(Set problem):
Copy out a passage of the visa forum thread below word for word, beginning at the words "It's your choice, really." and stopping after the words "It's a gamble.".

(Page extract):
○ ○ ○ ○
It's your choice, really. Some people say you have a chance of getting your visa processed more quickly if you get it done in advance. But if you choose to do that and they do take longer than 12 months to process your visa (current average is 13ish months) they might request that you get it done again. It's a gamble.


----------



## EestiAus (May 8, 2014)

So how did you go? Have you applied yet? Goodluck anyhow


----------



## alikaup (Jan 24, 2013)

EestiAus said:


> So how did you go? Have you applied yet? Goodluck anyhow


Work in progress, should be ready with all my paperwork within next few weeks.


----------



## alikaup (Jan 24, 2013)

After checking the requirements for sponsor i have 3 questions and hopefully someone can answer them . First of all, my partners passport is expired, will certfied birth certificate do as evidence that she's Australian citizen (or they need passport on top of that?) Also, what evidence people have provided regards that the sponsor usually resides in Autralia? 3rd question is bit tricky as my partner is stay home mum for last 3 years, so she won't be able to show her employment for last 2 years, i assume statement from her about the case will be needed? She gets some centerlink family tax benefit payments, so might include them as a evidence?! THank you in advance


----------



## alikaup (Jan 24, 2013)

Update - i did submit my applicaton on the 24th of June 2014, over a few days have been submitting the sponsor application and all the evidence. Still have some to upload, but the main part has been done. Hopefully i'll qualify straight to PR and the decision won't take too long to come


----------
○ ○ ○ ○
(Source excerpt):
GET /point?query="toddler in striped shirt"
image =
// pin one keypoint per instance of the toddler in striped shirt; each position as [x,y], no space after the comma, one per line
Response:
○ ○ ○ ○
(Response to the exercise):
It's your choice, really. Some people say you have a chance of getting your visa processed more quickly if you get it done in advance. But if you choose to do that and they do take longer than 12 months to process your visa (current average is 13ish months) they might request that you get it done again. It's a gamble.